> [Exercise text]:
· · · · ·

Next is tchotchke, pronounced “CHOCH-key.” It means a small object that is decorative rather than functional, such as a trinket. A second meaning is a pretty girl or woman. The word comes from the Yiddish “tshatshke,” of the same meaning, and ultimately from a now-obsolete Polish word, “czaczko.”

That brings us to scofflaw, one who scoffs at the law. “Scofflaw” was the winning entry of a nationwide competition to create a new word for “the lawless drinker,” with a prize of $200 in gold, sponsored by Delcevare King, a banker and enthusiastic supporter of Prohibition, in 1923.

And now ahem. It’s pronounced “ah-HEM” and refers to a deliberate clearing of the throat to get the attention of others.

· · · · ·

> [Given material]:
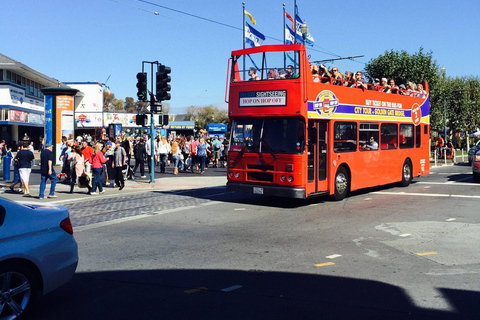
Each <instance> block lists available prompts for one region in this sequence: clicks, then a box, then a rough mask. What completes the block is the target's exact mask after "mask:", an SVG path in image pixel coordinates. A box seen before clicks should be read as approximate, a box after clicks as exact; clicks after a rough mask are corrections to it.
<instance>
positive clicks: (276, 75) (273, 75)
mask: <svg viewBox="0 0 480 320" xmlns="http://www.w3.org/2000/svg"><path fill="white" fill-rule="evenodd" d="M267 77H268V79H269V80H273V79H278V76H277V70H276V69H270V70H268V73H267Z"/></svg>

· · · · ·

> [Task set]:
(a) In the text on English words, what prize did the competition that produced "scofflaw" offer?
(b) Resume the text on English words and their origins, picking up after its final sentence.

> [Written responses]:
(a) $200 in gold.

(b)
That leads to ahmen or amen, a word we have been using unchanged since the days of Old English, the earliest form of the English language spoken and written in Anglo-Saxon Britain starting about 450 AD. The word’s origin is in Hebrew. It means “truly.” The only usage I know for it in modern English is to end a prayer. That leads to the expression, “Amen to that,” indicating strong agreement. I know of two ways to pronounce the word, ay-MEN and ah-MEN. Because of my Latin background, I prefer the latter pronunciation.